[Saved entries]
—————
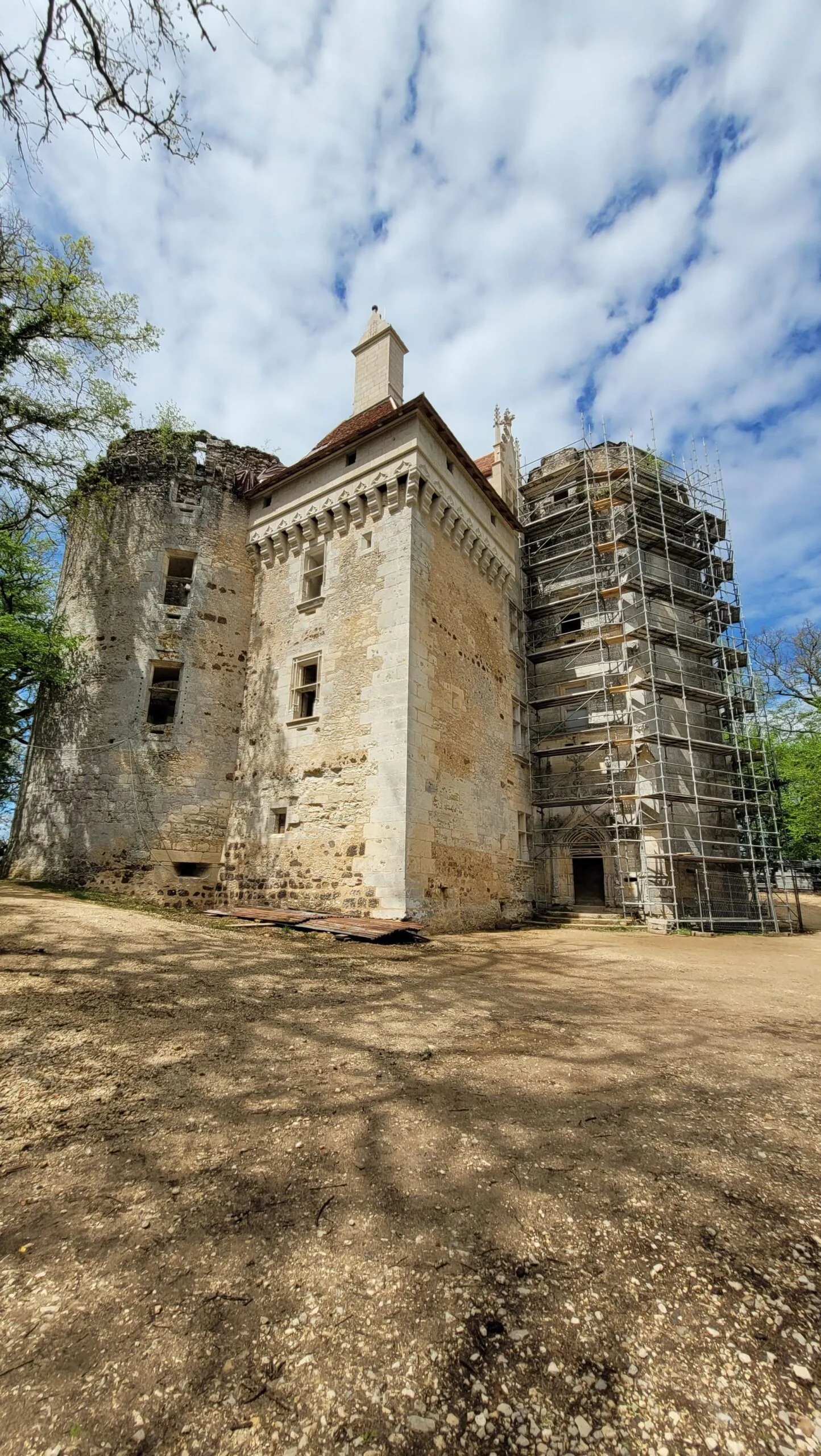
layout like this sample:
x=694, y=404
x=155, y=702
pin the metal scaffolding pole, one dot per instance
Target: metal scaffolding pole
x=647, y=744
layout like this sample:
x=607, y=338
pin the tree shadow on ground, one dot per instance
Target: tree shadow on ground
x=366, y=1196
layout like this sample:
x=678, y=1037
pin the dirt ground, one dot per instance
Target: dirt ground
x=539, y=1190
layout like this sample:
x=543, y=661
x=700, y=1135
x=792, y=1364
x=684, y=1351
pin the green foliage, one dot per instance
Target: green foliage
x=66, y=346
x=797, y=752
x=175, y=433
x=34, y=646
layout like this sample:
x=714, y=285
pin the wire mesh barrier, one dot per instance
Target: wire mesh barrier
x=648, y=749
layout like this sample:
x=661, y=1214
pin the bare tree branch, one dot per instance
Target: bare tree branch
x=789, y=663
x=102, y=64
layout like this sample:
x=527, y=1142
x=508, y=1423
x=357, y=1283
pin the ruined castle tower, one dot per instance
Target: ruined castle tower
x=395, y=680
x=300, y=685
x=382, y=762
x=651, y=788
x=128, y=778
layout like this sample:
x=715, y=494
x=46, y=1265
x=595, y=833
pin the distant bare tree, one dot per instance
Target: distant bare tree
x=789, y=664
x=102, y=64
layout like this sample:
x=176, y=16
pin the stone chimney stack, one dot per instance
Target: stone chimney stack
x=379, y=355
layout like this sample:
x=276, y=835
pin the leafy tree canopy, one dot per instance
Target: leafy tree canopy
x=34, y=646
x=101, y=64
x=66, y=347
x=789, y=667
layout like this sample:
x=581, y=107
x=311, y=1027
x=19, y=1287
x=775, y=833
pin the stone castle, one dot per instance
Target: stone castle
x=398, y=682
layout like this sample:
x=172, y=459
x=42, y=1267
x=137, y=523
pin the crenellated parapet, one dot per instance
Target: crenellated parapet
x=353, y=506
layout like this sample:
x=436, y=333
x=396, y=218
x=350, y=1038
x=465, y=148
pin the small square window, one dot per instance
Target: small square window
x=313, y=573
x=305, y=688
x=180, y=573
x=577, y=718
x=164, y=695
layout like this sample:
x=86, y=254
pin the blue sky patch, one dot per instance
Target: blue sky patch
x=622, y=201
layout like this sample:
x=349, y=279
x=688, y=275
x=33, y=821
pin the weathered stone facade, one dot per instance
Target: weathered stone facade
x=108, y=799
x=321, y=713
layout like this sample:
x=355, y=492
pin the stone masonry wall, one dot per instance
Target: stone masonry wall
x=339, y=779
x=105, y=800
x=466, y=787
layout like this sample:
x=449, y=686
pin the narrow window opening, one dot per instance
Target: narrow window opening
x=164, y=693
x=313, y=573
x=516, y=619
x=524, y=838
x=305, y=692
x=519, y=727
x=180, y=573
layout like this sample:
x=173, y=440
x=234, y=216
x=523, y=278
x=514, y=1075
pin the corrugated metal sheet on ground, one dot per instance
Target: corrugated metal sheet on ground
x=342, y=926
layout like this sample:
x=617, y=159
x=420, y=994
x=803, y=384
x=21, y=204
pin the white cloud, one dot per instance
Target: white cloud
x=606, y=200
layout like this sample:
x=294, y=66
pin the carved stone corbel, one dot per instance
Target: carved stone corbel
x=412, y=488
x=341, y=518
x=359, y=510
x=427, y=497
x=295, y=536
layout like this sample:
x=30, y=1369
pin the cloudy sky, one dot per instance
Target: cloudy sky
x=562, y=206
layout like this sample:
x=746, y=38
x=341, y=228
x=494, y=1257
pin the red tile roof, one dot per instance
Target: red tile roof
x=370, y=421
x=349, y=430
x=351, y=427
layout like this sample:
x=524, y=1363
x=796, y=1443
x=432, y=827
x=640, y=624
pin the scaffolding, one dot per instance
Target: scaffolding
x=648, y=752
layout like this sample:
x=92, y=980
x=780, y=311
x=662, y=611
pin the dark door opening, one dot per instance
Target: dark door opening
x=588, y=880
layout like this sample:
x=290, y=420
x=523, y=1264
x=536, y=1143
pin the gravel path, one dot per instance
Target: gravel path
x=539, y=1192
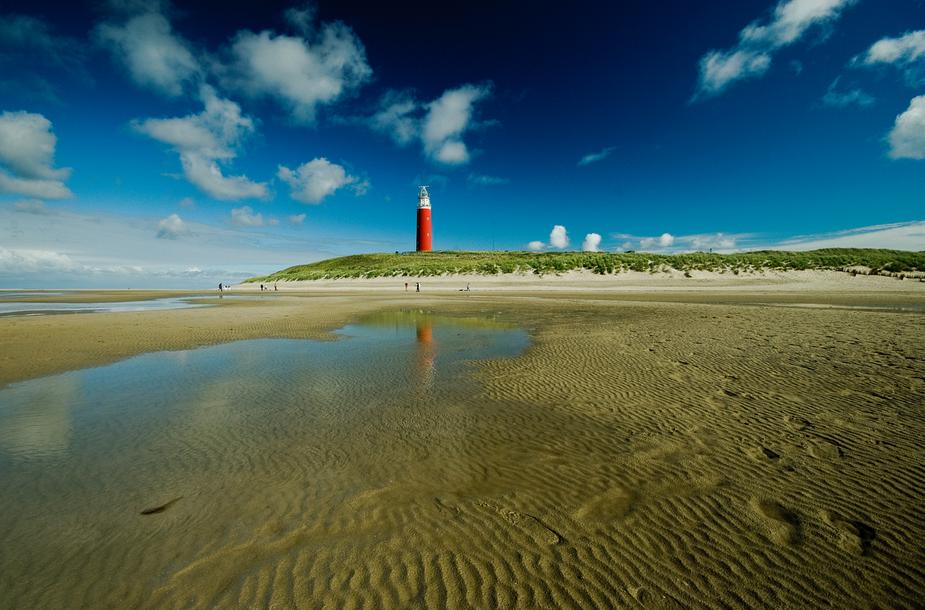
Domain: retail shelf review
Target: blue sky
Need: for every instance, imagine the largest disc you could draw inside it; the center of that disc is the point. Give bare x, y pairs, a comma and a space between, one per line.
146, 143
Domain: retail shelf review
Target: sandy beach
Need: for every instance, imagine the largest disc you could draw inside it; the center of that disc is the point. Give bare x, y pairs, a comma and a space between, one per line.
662, 442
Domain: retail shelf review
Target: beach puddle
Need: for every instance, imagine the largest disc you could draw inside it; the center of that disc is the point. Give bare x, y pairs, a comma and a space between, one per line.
142, 468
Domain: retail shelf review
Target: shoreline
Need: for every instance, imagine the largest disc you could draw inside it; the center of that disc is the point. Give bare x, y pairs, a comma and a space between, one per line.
626, 281
645, 440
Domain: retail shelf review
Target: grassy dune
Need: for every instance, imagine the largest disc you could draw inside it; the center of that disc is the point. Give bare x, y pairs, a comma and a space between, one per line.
490, 263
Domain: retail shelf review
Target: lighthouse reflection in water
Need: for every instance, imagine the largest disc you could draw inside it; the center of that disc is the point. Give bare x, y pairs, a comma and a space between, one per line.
442, 345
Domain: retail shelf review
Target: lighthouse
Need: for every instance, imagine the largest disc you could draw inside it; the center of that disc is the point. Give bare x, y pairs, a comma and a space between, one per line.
425, 227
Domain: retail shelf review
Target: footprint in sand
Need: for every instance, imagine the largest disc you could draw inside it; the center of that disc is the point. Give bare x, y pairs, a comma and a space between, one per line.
855, 537
783, 524
796, 423
536, 529
615, 503
824, 450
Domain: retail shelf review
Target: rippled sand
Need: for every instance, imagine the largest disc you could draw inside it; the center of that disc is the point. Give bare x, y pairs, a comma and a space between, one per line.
662, 454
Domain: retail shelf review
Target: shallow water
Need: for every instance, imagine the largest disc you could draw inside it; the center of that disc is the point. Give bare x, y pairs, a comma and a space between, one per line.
137, 469
27, 308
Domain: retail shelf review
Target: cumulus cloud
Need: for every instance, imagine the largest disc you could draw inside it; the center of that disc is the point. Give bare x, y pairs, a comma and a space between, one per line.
245, 217
665, 240
153, 54
592, 243
483, 180
171, 227
205, 140
438, 125
905, 49
448, 117
300, 72
27, 151
751, 56
558, 238
595, 157
842, 99
907, 138
312, 182
906, 52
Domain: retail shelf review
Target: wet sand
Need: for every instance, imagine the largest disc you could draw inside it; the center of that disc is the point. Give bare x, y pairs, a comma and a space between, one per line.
664, 449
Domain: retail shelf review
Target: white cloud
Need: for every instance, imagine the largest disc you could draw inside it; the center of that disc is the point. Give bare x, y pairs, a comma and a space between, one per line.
448, 118
718, 69
558, 238
32, 206
905, 49
312, 182
595, 157
751, 57
114, 250
301, 73
842, 99
665, 240
155, 56
27, 150
439, 125
205, 139
245, 217
171, 227
33, 261
896, 236
483, 180
592, 243
907, 138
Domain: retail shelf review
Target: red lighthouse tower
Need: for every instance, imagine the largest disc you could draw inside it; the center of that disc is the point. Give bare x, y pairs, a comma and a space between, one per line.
425, 228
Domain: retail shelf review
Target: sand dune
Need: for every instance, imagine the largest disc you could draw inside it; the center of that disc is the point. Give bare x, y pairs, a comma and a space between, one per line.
659, 454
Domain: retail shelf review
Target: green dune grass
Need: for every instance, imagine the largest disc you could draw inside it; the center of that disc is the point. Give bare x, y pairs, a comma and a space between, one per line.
491, 263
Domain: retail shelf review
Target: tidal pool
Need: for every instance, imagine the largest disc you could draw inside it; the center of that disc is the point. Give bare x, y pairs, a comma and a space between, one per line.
169, 477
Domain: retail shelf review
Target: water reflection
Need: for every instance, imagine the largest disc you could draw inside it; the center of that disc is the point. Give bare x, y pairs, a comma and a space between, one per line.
426, 356
35, 421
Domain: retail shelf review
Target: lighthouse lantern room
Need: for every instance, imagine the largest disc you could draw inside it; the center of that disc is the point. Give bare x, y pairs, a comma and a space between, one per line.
425, 241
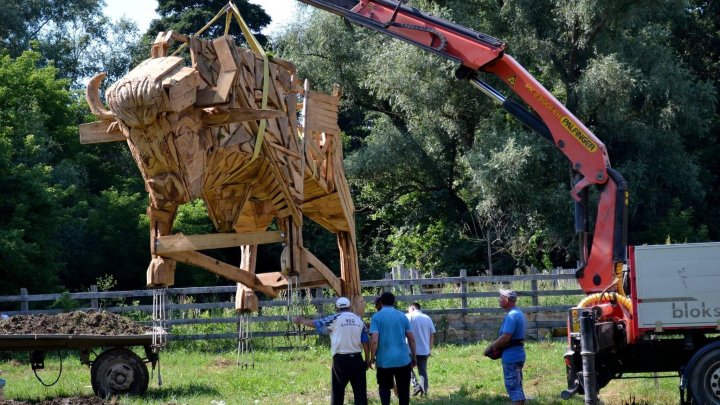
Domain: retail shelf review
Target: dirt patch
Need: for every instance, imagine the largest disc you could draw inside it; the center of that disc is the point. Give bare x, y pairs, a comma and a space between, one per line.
—————
| ABOUT THIS TASK |
Look through the records above and please copy every line in which the string "lighthouse" occurs.

| OUTPUT BELOW |
Target: lighthouse reflection in water
Target: lighthouse
Target: red lighthouse tower
Target: lighthouse lantern room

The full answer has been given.